Dataset excerpt:
* begin *

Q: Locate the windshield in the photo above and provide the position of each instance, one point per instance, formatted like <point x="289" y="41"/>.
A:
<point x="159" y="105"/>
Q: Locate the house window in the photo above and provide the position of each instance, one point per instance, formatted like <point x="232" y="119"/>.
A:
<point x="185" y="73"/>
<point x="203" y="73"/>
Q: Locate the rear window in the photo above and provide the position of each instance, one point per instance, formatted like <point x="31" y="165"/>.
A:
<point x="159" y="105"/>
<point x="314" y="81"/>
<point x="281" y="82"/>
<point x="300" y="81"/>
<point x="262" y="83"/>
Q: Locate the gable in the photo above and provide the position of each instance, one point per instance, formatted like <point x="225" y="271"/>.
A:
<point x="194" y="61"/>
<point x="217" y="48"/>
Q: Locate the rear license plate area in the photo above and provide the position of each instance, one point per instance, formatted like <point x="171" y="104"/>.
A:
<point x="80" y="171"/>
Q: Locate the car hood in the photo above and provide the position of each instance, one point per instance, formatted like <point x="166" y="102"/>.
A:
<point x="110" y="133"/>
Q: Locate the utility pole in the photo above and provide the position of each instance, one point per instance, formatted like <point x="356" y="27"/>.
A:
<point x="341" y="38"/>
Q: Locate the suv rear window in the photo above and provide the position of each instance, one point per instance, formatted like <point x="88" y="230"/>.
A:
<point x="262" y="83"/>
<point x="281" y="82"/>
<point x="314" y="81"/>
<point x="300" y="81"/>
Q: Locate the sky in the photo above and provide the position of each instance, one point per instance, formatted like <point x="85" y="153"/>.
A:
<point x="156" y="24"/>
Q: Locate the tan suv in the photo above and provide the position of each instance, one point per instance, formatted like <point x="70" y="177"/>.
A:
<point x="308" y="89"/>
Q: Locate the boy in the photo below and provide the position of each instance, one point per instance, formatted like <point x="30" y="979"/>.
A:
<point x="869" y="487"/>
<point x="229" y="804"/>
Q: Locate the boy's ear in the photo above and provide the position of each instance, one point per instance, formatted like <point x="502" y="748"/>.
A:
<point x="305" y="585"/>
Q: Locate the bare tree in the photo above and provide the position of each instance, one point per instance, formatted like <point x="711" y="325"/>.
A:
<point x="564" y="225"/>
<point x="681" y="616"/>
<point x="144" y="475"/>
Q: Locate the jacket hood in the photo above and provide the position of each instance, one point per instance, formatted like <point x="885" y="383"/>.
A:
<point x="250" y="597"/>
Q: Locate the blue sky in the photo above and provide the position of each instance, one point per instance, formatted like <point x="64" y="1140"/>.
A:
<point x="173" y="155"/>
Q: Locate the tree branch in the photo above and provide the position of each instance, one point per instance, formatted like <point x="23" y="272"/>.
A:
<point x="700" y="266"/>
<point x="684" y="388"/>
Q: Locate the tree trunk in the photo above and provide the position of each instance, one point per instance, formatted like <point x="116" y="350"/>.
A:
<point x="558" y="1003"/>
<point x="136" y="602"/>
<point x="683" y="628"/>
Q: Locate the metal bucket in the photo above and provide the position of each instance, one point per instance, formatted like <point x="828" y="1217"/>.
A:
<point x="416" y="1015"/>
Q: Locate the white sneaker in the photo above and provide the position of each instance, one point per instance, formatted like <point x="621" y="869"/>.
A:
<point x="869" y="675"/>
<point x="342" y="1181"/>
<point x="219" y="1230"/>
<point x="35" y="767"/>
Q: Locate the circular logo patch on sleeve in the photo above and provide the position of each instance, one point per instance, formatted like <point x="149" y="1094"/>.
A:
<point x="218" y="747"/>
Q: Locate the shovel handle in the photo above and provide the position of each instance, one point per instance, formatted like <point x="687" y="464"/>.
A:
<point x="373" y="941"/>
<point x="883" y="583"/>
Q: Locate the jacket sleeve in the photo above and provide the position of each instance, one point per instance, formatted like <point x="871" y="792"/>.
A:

* end *

What the exercise asks:
Render the items as a JSON list of strings, one string per line, leaving out any blank lines. Begin at the line that contains "Q: Locate the circular" and continue through the last line of the items.

Task answer:
[
  "Q: Locate the circular logo patch on sleeve in the photo above and provide the position of each instance, one point per instance, formatted like <point x=\"149\" y=\"1094\"/>.",
  "A:",
  "<point x=\"218\" y=\"747\"/>",
  "Q: Locate the shovel handle in the photo above and provide the position of each instance, one point per instance, formatted like <point x=\"687\" y=\"464\"/>.",
  "A:",
  "<point x=\"373\" y=\"941\"/>",
  "<point x=\"883\" y=\"583\"/>",
  "Q: Locate the jacket sleeve in the photo above and provide the position of each instance, one point per instance, formatted like <point x=\"871\" y=\"792\"/>.",
  "A:"
]